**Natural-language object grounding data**

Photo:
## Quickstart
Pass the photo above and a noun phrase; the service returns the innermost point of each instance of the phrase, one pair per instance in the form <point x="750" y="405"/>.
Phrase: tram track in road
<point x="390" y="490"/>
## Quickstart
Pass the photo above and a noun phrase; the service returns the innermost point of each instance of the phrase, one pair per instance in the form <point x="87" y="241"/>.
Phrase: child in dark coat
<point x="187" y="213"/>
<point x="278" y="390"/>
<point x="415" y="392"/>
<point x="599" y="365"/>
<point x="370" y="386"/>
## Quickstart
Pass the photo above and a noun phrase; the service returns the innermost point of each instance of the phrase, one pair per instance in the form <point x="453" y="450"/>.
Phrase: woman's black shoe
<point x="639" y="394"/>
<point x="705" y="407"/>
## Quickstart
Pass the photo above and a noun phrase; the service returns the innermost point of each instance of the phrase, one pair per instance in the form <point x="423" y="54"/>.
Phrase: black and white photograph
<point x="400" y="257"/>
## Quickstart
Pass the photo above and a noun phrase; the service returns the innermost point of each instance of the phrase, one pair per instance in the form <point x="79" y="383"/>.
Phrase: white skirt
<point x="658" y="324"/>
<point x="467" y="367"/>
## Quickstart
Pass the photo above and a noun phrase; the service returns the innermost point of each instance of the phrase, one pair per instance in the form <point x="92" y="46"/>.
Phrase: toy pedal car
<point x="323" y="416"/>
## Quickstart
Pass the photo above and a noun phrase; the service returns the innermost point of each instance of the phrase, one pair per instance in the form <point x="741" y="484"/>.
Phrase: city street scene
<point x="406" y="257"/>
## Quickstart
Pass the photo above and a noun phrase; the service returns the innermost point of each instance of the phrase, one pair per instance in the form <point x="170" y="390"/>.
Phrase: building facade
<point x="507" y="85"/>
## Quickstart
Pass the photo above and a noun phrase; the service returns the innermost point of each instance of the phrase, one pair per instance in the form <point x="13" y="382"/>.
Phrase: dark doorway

**What you will do**
Repeat the lines above with every word intact.

**Response**
Photo:
## Quickstart
Pass the photo above and a noun phrase; the service returns the innermost point of each instance of the phrase, one pair per instance in the form <point x="750" y="405"/>.
Phrase: tram track in road
<point x="390" y="490"/>
## Quickstart
Pass the photo above and a noun phrase; the service returns the innermost point of each instance of the phrase, one pair per instance in the form <point x="87" y="241"/>.
Phrase: child in dark coat
<point x="187" y="213"/>
<point x="278" y="390"/>
<point x="415" y="392"/>
<point x="599" y="365"/>
<point x="370" y="386"/>
## Quickstart
Pass the photo above and a noun phrase; the service returns the innermost point of each instance of the phrase, one pair per instance in the form <point x="453" y="450"/>.
Phrase: woman's black shoe
<point x="639" y="394"/>
<point x="705" y="407"/>
## Quickstart
Pass the photo above and a noun phrase; the service returns the innermost point of each instance of the phrase, one pair per instance in the form <point x="423" y="54"/>.
Phrase: black and white photograph
<point x="400" y="257"/>
## Quickstart
Pass the photo above and a noun phrase; the service returns the innermost point of each instance of the phrase, one pair per instance in the form <point x="79" y="383"/>.
Phrase: white skirt
<point x="658" y="324"/>
<point x="467" y="367"/>
## Quickstart
Pass the photo above and a noun phrase; the service returns the innermost point of each instance of the phrase, one pair per instance in the form <point x="92" y="46"/>.
Phrase: toy pedal car
<point x="323" y="416"/>
## Quickstart
Pass the photo above and a noun phrase; the service returns the innermost point of each instance of the phrase, one pair per instance in the form <point x="741" y="484"/>.
Phrase: city street scene
<point x="406" y="257"/>
## Quickstart
Pass the photo above and a noun phrase; the service returns the innermost point of each instance of the phrase, one pair per instance in the form <point x="170" y="390"/>.
Phrase: building facade
<point x="507" y="85"/>
## Quickstart
Pass the photo above and a noun phrase; the service returns the innermost point of each instance of the phrase, one pair per instance in the form <point x="13" y="382"/>.
Phrase: dark doorway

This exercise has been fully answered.